EXERCISE MATERIALS
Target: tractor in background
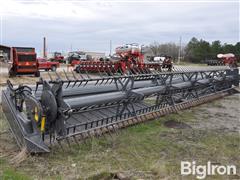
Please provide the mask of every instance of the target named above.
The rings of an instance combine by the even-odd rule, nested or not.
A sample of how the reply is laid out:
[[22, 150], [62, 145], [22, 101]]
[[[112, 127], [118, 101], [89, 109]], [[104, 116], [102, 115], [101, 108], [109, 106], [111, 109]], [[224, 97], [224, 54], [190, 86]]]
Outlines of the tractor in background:
[[9, 62], [9, 77], [25, 74], [32, 74], [35, 77], [40, 76], [35, 48], [12, 47], [10, 51], [12, 57]]

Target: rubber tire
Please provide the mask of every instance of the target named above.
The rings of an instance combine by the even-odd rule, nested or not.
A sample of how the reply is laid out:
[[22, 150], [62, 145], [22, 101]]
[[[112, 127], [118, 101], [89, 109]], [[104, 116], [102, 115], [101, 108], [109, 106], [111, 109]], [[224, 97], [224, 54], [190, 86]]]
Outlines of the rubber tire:
[[56, 71], [56, 70], [57, 70], [57, 67], [56, 67], [56, 66], [52, 66], [52, 67], [51, 67], [51, 70], [52, 70], [52, 71]]

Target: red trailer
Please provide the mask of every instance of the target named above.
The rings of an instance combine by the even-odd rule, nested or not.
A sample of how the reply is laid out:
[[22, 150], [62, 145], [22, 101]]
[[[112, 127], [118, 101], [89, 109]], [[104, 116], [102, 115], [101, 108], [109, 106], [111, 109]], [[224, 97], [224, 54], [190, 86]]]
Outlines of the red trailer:
[[40, 76], [38, 69], [37, 54], [32, 47], [12, 47], [12, 58], [10, 61], [9, 76], [33, 74]]
[[[145, 73], [149, 68], [161, 71], [162, 68], [168, 68], [171, 71], [172, 61], [165, 62], [166, 66], [160, 63], [144, 62], [144, 55], [141, 47], [138, 44], [126, 44], [116, 48], [118, 60], [109, 61], [71, 61], [71, 65], [77, 67], [76, 72], [120, 72], [126, 74], [129, 71], [132, 73]], [[167, 64], [168, 63], [168, 64]]]

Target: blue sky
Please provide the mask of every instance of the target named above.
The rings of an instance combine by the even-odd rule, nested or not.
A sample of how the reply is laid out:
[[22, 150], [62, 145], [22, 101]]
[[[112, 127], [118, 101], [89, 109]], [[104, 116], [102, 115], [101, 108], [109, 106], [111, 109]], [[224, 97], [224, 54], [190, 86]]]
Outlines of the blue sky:
[[239, 1], [0, 0], [1, 42], [109, 52], [123, 43], [239, 41]]

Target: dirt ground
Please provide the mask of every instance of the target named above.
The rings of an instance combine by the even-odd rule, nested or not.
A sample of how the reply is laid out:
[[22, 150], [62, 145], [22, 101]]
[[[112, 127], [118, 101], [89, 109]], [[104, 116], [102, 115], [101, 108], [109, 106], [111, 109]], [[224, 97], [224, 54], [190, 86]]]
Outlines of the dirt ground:
[[[181, 160], [203, 163], [211, 160], [221, 164], [232, 163], [239, 168], [239, 98], [240, 94], [234, 94], [111, 136], [89, 139], [67, 151], [52, 149], [51, 153], [43, 155], [19, 153], [1, 112], [0, 177], [182, 179], [179, 175]], [[239, 179], [240, 174], [213, 177], [227, 178]]]

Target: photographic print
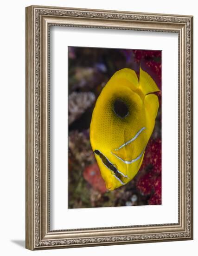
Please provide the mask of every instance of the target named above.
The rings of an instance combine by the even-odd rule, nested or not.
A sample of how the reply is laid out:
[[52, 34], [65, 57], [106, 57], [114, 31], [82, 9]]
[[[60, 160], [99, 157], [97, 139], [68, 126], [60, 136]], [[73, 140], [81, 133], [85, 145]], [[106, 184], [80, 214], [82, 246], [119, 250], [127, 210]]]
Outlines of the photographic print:
[[161, 204], [159, 50], [68, 47], [68, 208]]

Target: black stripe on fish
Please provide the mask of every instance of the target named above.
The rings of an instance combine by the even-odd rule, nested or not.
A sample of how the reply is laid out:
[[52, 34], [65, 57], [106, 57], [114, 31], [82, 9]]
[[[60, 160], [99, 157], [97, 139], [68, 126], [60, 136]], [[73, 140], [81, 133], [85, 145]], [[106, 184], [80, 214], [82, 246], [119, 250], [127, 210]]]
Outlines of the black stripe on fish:
[[120, 180], [121, 180], [122, 182], [123, 181], [122, 180], [122, 176], [121, 175], [120, 173], [119, 173], [116, 169], [116, 168], [114, 166], [113, 164], [112, 164], [111, 162], [109, 162], [109, 161], [108, 160], [108, 159], [99, 150], [97, 149], [96, 149], [96, 150], [94, 151], [94, 153], [99, 155], [100, 157], [101, 158], [102, 161], [103, 163], [109, 168], [111, 170], [114, 174], [115, 175], [115, 176], [118, 178]]

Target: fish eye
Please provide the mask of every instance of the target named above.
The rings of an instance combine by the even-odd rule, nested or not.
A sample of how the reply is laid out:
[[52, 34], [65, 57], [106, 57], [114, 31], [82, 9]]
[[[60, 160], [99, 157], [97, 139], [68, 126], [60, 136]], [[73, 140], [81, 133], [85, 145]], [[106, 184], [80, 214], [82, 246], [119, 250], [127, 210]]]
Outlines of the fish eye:
[[128, 115], [128, 107], [122, 100], [117, 99], [114, 103], [114, 111], [115, 114], [123, 118]]

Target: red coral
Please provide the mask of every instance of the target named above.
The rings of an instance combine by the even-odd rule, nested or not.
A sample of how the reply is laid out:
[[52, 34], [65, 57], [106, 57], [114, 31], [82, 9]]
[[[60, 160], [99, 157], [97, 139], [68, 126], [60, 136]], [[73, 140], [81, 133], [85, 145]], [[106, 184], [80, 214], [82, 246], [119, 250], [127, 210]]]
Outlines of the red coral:
[[150, 195], [153, 188], [153, 175], [152, 172], [146, 173], [141, 177], [137, 183], [137, 187], [141, 194], [145, 195]]
[[91, 186], [101, 193], [107, 191], [105, 183], [102, 179], [100, 169], [96, 163], [89, 165], [85, 168], [83, 176]]
[[161, 204], [161, 141], [151, 140], [147, 147], [142, 168], [145, 174], [137, 181], [137, 188], [145, 195], [150, 195], [149, 204]]

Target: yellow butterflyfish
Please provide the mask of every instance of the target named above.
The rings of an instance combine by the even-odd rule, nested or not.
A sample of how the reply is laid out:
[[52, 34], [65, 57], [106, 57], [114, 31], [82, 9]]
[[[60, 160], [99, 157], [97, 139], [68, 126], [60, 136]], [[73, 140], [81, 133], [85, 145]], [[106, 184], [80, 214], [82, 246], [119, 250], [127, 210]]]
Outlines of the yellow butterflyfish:
[[141, 67], [123, 68], [102, 89], [93, 111], [90, 140], [107, 189], [113, 190], [131, 181], [143, 161], [155, 125], [160, 91]]

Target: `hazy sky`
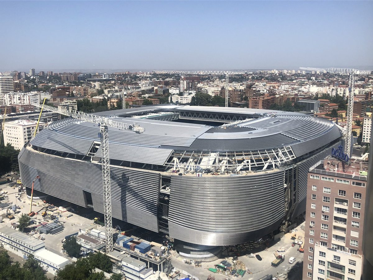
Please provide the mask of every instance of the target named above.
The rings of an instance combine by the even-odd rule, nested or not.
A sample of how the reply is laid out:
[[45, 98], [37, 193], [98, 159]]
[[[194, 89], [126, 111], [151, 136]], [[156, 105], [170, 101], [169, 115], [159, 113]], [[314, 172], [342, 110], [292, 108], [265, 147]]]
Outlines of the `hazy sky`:
[[0, 71], [373, 65], [372, 1], [1, 1]]

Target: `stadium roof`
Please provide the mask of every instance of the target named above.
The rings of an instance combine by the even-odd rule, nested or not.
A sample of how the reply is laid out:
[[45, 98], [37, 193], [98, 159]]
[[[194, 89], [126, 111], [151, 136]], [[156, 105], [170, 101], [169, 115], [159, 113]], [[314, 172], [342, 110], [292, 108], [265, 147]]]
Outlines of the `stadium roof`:
[[[162, 112], [179, 113], [181, 118], [178, 121], [165, 121], [135, 118]], [[136, 122], [145, 129], [143, 133], [139, 134], [109, 127], [110, 158], [159, 165], [164, 164], [173, 150], [241, 152], [270, 150], [289, 146], [298, 157], [342, 136], [338, 127], [327, 120], [267, 110], [168, 105], [97, 114], [114, 118], [117, 121]], [[186, 122], [183, 119], [188, 118], [187, 115], [197, 116], [195, 119], [199, 124]], [[221, 125], [211, 124], [214, 120], [211, 117], [233, 115], [242, 120]], [[99, 132], [97, 124], [65, 118], [50, 125], [31, 143], [45, 149], [86, 155], [94, 141], [100, 142]], [[100, 149], [96, 156], [101, 156]]]

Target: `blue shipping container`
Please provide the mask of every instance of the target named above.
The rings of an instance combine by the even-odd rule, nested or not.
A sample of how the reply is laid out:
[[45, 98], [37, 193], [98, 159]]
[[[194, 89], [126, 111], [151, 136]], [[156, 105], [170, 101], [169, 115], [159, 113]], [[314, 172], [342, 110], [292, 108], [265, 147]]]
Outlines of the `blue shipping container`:
[[136, 249], [138, 249], [140, 252], [145, 254], [150, 251], [151, 245], [145, 242], [141, 242], [140, 244], [138, 244], [135, 246]]
[[[122, 240], [120, 240], [120, 242], [122, 243], [121, 245], [122, 247], [124, 247], [125, 248], [127, 248], [127, 247], [125, 246], [129, 242], [132, 241], [134, 240], [133, 238], [131, 238], [130, 237], [128, 237], [128, 238], [125, 238]], [[128, 249], [129, 249], [129, 247]]]

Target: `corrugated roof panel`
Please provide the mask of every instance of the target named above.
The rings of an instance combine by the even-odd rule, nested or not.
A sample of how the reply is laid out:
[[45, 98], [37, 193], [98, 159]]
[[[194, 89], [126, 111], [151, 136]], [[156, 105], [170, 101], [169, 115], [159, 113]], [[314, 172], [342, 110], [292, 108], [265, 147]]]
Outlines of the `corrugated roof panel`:
[[[109, 143], [109, 156], [111, 159], [158, 165], [164, 164], [172, 150], [170, 149]], [[101, 157], [101, 147], [98, 148], [95, 156]]]

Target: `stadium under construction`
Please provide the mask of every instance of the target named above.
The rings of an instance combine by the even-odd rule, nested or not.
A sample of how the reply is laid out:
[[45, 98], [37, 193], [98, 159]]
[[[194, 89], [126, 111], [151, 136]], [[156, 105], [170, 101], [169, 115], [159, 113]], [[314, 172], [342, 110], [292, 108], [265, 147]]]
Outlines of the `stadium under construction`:
[[[164, 106], [97, 113], [109, 127], [113, 217], [175, 239], [182, 256], [265, 239], [305, 211], [307, 172], [342, 140], [338, 126], [298, 113]], [[23, 183], [103, 212], [100, 128], [50, 124], [19, 156]]]

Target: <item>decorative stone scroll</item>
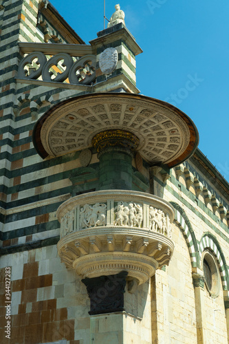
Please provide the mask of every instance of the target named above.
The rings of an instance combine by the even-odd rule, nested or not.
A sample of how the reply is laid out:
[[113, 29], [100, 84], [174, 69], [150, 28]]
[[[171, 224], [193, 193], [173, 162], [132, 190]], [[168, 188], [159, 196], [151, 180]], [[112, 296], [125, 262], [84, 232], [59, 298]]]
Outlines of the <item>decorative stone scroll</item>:
[[[59, 65], [61, 61], [62, 65]], [[76, 59], [69, 54], [60, 52], [47, 61], [47, 56], [41, 52], [27, 55], [19, 66], [18, 78], [37, 79], [42, 75], [44, 81], [62, 83], [69, 78], [72, 84], [90, 85], [96, 79], [96, 59], [92, 54]], [[52, 78], [53, 66], [59, 69]]]
[[138, 191], [106, 190], [72, 197], [57, 211], [62, 261], [84, 278], [122, 270], [144, 283], [168, 264], [173, 208]]

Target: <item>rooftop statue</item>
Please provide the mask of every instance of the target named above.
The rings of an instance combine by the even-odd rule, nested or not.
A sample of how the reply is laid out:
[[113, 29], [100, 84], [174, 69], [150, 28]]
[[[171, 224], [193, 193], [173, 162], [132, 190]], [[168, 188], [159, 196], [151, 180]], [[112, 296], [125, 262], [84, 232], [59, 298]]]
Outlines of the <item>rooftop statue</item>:
[[115, 6], [116, 12], [113, 13], [111, 17], [110, 21], [108, 23], [107, 28], [111, 28], [111, 26], [113, 26], [114, 25], [119, 24], [120, 23], [123, 23], [125, 25], [125, 22], [124, 19], [125, 17], [125, 14], [123, 11], [120, 10], [120, 6], [119, 3]]

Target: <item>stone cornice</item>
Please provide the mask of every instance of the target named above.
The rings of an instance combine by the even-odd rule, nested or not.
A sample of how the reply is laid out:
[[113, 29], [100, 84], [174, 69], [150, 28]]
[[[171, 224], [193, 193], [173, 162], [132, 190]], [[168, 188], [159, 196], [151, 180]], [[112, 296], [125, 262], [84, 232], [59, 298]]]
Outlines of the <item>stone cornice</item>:
[[41, 52], [46, 55], [55, 55], [59, 52], [69, 54], [72, 56], [84, 56], [92, 54], [91, 45], [87, 44], [58, 44], [19, 42], [21, 52], [23, 54], [30, 54], [34, 52]]

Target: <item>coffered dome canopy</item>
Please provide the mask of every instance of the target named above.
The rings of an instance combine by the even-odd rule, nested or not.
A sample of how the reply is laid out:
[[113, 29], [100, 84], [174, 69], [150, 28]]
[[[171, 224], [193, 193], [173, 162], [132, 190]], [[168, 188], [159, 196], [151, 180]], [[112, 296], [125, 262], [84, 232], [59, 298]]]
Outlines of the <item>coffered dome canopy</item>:
[[133, 94], [98, 93], [52, 107], [35, 125], [34, 144], [43, 158], [58, 156], [89, 148], [96, 134], [113, 129], [135, 134], [136, 151], [151, 165], [179, 164], [199, 142], [193, 121], [167, 103]]

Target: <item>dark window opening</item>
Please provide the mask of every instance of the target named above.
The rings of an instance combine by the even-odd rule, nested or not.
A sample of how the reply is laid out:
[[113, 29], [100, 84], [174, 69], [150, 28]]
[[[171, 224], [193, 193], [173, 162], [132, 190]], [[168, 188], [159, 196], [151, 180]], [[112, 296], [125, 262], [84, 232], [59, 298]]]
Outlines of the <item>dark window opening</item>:
[[204, 274], [206, 283], [208, 287], [209, 290], [210, 290], [212, 286], [212, 277], [210, 268], [206, 259], [204, 259]]

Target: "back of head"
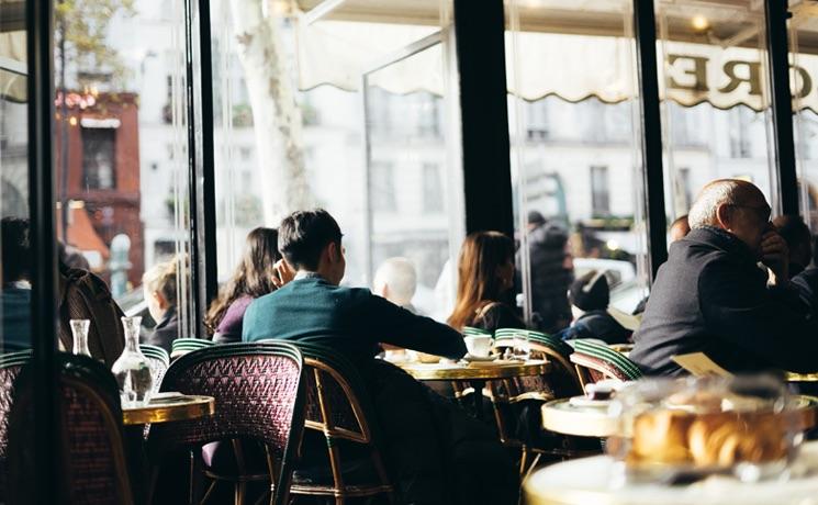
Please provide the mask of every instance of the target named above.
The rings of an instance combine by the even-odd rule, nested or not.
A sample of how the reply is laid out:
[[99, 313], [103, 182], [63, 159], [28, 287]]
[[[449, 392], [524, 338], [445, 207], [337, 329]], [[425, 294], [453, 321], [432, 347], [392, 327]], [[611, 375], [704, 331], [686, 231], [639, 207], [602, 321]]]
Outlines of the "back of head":
[[610, 289], [605, 272], [591, 270], [576, 279], [568, 291], [571, 305], [582, 311], [602, 311], [610, 302]]
[[717, 179], [707, 183], [702, 188], [687, 214], [691, 229], [718, 226], [719, 205], [741, 205], [754, 193], [764, 198], [752, 182], [741, 179]]
[[415, 266], [406, 258], [389, 258], [378, 268], [373, 284], [377, 293], [388, 288], [389, 301], [408, 305], [417, 288]]
[[31, 276], [29, 220], [3, 217], [0, 221], [0, 235], [2, 282], [27, 280]]
[[460, 328], [478, 306], [500, 299], [497, 268], [514, 261], [514, 242], [500, 232], [475, 232], [466, 237], [458, 260], [455, 311], [449, 324]]
[[247, 234], [242, 265], [234, 274], [239, 295], [259, 298], [276, 290], [272, 272], [281, 259], [278, 250], [278, 229], [258, 227]]
[[218, 291], [204, 316], [204, 325], [215, 333], [227, 308], [242, 296], [257, 299], [276, 291], [273, 266], [281, 259], [278, 231], [259, 226], [247, 234], [244, 256], [229, 281]]
[[687, 214], [676, 217], [670, 225], [670, 239], [676, 242], [691, 233], [691, 224], [687, 222]]
[[279, 250], [296, 270], [317, 269], [321, 251], [340, 238], [338, 223], [323, 209], [293, 212], [279, 226]]
[[546, 224], [546, 217], [539, 211], [529, 211], [527, 217], [529, 227], [536, 227]]

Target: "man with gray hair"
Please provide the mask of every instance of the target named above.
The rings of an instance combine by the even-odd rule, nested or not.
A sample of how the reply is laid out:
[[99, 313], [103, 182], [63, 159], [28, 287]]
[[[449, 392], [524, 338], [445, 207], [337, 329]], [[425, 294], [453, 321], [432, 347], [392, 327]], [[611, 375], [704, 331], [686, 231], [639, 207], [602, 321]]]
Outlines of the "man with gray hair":
[[395, 257], [383, 261], [374, 273], [372, 284], [376, 294], [417, 314], [412, 305], [417, 289], [417, 272], [408, 259]]
[[634, 335], [630, 358], [646, 373], [684, 374], [672, 358], [690, 352], [731, 372], [818, 370], [818, 324], [789, 284], [787, 246], [770, 212], [750, 182], [705, 186]]

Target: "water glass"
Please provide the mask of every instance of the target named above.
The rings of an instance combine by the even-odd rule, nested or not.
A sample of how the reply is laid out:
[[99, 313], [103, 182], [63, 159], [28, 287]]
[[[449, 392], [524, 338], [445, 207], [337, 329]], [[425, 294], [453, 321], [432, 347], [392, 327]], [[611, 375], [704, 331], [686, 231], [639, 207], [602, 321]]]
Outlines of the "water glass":
[[514, 347], [512, 351], [515, 359], [528, 361], [531, 357], [531, 343], [528, 339], [528, 332], [522, 329], [514, 334]]
[[75, 355], [91, 357], [91, 351], [88, 349], [88, 328], [91, 326], [90, 319], [71, 319], [69, 321], [71, 326], [71, 335], [74, 337], [74, 349]]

REQUIRED TASK
Copy out, word for word, everything from the line containing "Target: dirt ground" down to the line containing "[[161, 204], [159, 50], [68, 47], [68, 208]]", both of those lines included. Leave the pictures out of your answer.

WRITTEN ANSWER
Target: dirt ground
Please provide the mask of every instance of the target named above.
The rings of an instance combine by the even-odd rule, nested or not.
A sample of how the reply is laid out:
[[22, 150], [62, 145], [22, 101]]
[[[112, 127], [118, 101], [89, 109]], [[104, 116], [102, 115], [101, 108], [109, 106], [111, 109]], [[224, 97], [224, 54], [190, 86]]]
Outlines of the dirt ground:
[[[181, 160], [203, 163], [211, 160], [221, 164], [232, 163], [239, 168], [239, 98], [240, 94], [234, 94], [111, 136], [89, 139], [67, 151], [52, 149], [51, 153], [43, 155], [19, 153], [1, 112], [0, 177], [182, 179], [179, 175]], [[239, 179], [240, 174], [213, 177], [227, 178]]]

Target: photographic print
Please provide the mask of every instance of the target named above.
The rings of an instance combine by the even-odd rule, nested or not.
A sample of how the reply is laid out:
[[52, 34], [65, 57], [106, 57], [114, 31], [82, 9]]
[[[60, 160], [99, 157], [97, 139], [68, 126], [60, 136]], [[73, 140], [81, 133], [85, 145]], [[106, 184], [80, 214], [82, 246], [119, 250], [127, 210]]]
Outlines of the photographic print:
[[161, 204], [159, 50], [68, 47], [68, 208]]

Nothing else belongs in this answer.